:: Dataset content ::
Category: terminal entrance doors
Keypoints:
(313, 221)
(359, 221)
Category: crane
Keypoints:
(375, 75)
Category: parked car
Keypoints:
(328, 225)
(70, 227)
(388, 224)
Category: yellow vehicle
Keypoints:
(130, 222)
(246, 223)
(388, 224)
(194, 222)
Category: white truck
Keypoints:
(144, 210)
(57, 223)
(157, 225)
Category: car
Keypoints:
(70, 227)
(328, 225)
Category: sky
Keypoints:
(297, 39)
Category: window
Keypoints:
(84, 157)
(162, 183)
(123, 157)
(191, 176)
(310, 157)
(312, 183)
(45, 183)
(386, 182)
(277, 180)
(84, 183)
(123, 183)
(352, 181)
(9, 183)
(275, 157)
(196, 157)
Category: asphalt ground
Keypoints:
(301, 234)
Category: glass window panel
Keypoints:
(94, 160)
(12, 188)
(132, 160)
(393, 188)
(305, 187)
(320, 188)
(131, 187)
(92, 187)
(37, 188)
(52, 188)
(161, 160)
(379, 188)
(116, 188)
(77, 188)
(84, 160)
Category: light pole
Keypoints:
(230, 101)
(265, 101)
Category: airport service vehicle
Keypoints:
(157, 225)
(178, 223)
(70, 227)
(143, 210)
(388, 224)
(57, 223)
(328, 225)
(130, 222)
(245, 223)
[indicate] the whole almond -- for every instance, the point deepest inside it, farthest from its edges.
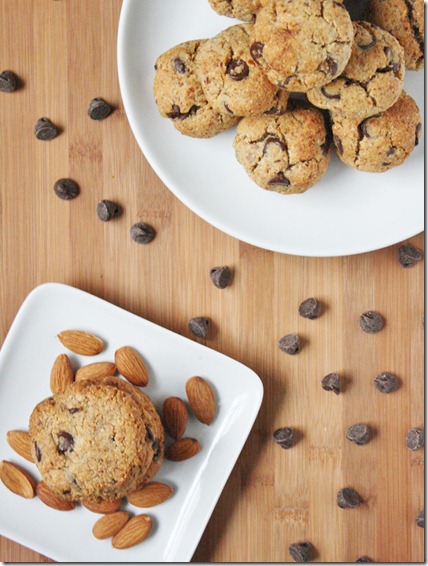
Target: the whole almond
(153, 493)
(17, 480)
(174, 416)
(104, 507)
(93, 371)
(51, 499)
(19, 440)
(135, 531)
(81, 342)
(131, 366)
(61, 374)
(182, 450)
(201, 399)
(110, 525)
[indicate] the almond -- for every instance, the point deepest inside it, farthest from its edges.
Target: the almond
(131, 366)
(110, 525)
(154, 493)
(81, 342)
(19, 440)
(61, 374)
(104, 507)
(51, 499)
(201, 399)
(17, 480)
(182, 450)
(175, 417)
(93, 371)
(135, 531)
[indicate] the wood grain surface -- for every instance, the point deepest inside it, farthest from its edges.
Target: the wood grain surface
(65, 52)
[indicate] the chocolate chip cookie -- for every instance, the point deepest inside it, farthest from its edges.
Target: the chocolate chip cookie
(232, 82)
(179, 95)
(380, 142)
(404, 19)
(371, 81)
(288, 153)
(302, 44)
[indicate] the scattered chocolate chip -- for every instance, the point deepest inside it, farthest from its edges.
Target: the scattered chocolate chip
(199, 326)
(106, 210)
(415, 439)
(359, 433)
(237, 69)
(301, 551)
(9, 82)
(99, 109)
(408, 255)
(310, 308)
(285, 437)
(142, 233)
(331, 382)
(45, 130)
(66, 189)
(221, 276)
(348, 498)
(65, 442)
(290, 344)
(371, 322)
(386, 382)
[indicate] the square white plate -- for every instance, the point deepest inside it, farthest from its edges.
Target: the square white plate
(26, 358)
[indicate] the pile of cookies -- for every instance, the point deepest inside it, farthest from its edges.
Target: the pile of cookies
(349, 76)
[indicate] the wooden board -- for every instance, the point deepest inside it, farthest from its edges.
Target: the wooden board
(65, 51)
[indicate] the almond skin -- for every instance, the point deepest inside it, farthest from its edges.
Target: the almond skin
(93, 371)
(135, 531)
(154, 493)
(50, 499)
(174, 416)
(17, 480)
(201, 399)
(61, 374)
(131, 366)
(110, 525)
(81, 342)
(19, 440)
(182, 450)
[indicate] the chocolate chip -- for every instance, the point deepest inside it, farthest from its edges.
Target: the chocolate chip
(359, 433)
(331, 382)
(285, 437)
(415, 439)
(199, 326)
(310, 308)
(371, 322)
(408, 256)
(290, 344)
(142, 233)
(237, 69)
(221, 276)
(9, 82)
(348, 498)
(45, 130)
(386, 382)
(301, 551)
(107, 210)
(99, 109)
(65, 442)
(66, 189)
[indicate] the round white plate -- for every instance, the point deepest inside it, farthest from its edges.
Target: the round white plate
(348, 212)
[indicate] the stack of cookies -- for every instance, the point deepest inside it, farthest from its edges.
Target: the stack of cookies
(96, 441)
(349, 76)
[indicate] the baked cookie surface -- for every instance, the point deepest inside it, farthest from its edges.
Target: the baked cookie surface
(371, 81)
(380, 142)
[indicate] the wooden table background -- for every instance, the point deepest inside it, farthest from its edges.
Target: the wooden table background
(65, 52)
:::
- **Task requirements**:
The listing must be repeated word for word, and none of its pictures may appear in the copy.

- **Result**:
Category: terminal entrance doors
Keypoints:
(313, 221)
(359, 221)
Category: crane
Keypoints:
(375, 75)
Category: parked car
Keypoints:
(328, 225)
(70, 227)
(388, 224)
Category: yellow vehicle
Keypoints:
(130, 222)
(246, 223)
(388, 224)
(194, 222)
Category: white truck
Keypoints:
(144, 210)
(57, 223)
(157, 225)
Category: car
Keypoints:
(70, 227)
(328, 225)
Category: sky
Keypoints:
(297, 39)
Category: window
Keypoints:
(84, 157)
(162, 183)
(123, 157)
(191, 176)
(310, 157)
(312, 183)
(45, 183)
(386, 182)
(277, 180)
(84, 183)
(123, 183)
(352, 181)
(9, 183)
(275, 157)
(196, 157)
Category: asphalt ground
Keypoints:
(301, 234)
Category: glass window panel
Keypoints:
(94, 160)
(12, 188)
(132, 160)
(393, 188)
(305, 187)
(320, 188)
(131, 187)
(92, 187)
(37, 188)
(52, 188)
(161, 160)
(379, 188)
(116, 188)
(77, 188)
(84, 160)
Category: light pole
Keypoints:
(230, 101)
(265, 101)
Category: airport service vehicle
Keypoints:
(157, 225)
(178, 223)
(70, 227)
(143, 210)
(388, 224)
(57, 223)
(328, 225)
(130, 222)
(245, 223)
[indicate] the whole almond -- for every instance, the point deepest inside it, farthest from its edges.
Target: the whole almond
(153, 493)
(17, 480)
(174, 416)
(104, 507)
(93, 371)
(51, 499)
(19, 440)
(135, 531)
(81, 342)
(131, 366)
(61, 374)
(182, 450)
(201, 399)
(110, 525)
[indicate] the almond -- for every instance, the point deepest inside it, farthest from its edges.
Target: the almond
(131, 366)
(110, 525)
(154, 493)
(81, 342)
(19, 440)
(61, 374)
(104, 507)
(51, 499)
(201, 399)
(17, 480)
(182, 450)
(175, 417)
(93, 371)
(135, 531)
[indicate] the wood grain surface -- for every instance, the point deepest inside it, farthest from its edges.
Target: the wood grain surface
(65, 52)
[indicate] the chocolate chip cookie -- for every instance, the point deepest inside it, farthest from its edges.
Target: the chocolate chip cookie
(232, 82)
(179, 95)
(380, 142)
(404, 19)
(371, 81)
(288, 153)
(302, 44)
[indicate] the scattered chocolate chip -- for every instance, the point deepest inside it, farthest from its edges.
Target: the scattered chocolate chip
(199, 326)
(106, 210)
(415, 439)
(359, 433)
(237, 69)
(301, 551)
(9, 82)
(99, 109)
(408, 255)
(310, 308)
(285, 437)
(142, 233)
(331, 382)
(45, 130)
(66, 189)
(221, 276)
(348, 498)
(65, 442)
(290, 344)
(371, 322)
(386, 382)
[indicate] the square white plate -- for every instance, the point deepest inside it, farthest from its edges.
Target: the square white plate
(26, 358)
[indicate] the pile of cookies -- for every instance, the point deepest inside it, farthest from its edges.
Target: the pile of cookies
(349, 76)
[indicate] the wooden board -- for every instance, the point deepest inside it, farthest from its edges.
Target: the wooden board
(65, 51)
[indicate] the almond skin -- for every instance, the point deepest inside it, farthest from its edges.
Target: the almond skin
(93, 371)
(135, 531)
(154, 493)
(50, 499)
(174, 416)
(17, 480)
(201, 399)
(61, 374)
(131, 366)
(110, 525)
(81, 342)
(19, 440)
(182, 450)
[indicate] the chocolate chip -- for every instance, the point deepest inside it, farthest from its edges.
Target: the chocolate chip
(359, 433)
(331, 382)
(285, 437)
(415, 439)
(199, 326)
(310, 308)
(371, 322)
(408, 256)
(290, 344)
(142, 233)
(237, 69)
(221, 276)
(9, 82)
(348, 498)
(45, 130)
(386, 382)
(301, 551)
(107, 210)
(99, 109)
(65, 442)
(66, 189)
[indicate] the round white plate -- for every instance, the point deepest inside it, farthest from its edges.
Target: the round white plate
(348, 212)
[indicate] the stack of cookies -- for every instance, the point deepest inside it, farthest from its edges.
Target: the stack of cookies
(96, 441)
(349, 76)
[indicate] the baked cookie surface -- for every instance, the point deepest inside it, farthest from its edges.
Target: the baked cookie surface
(371, 81)
(380, 142)
[indicate] the wooden table background -- for every instance, the point deepest inside it, farthest from its edges.
Target: the wooden table background
(65, 52)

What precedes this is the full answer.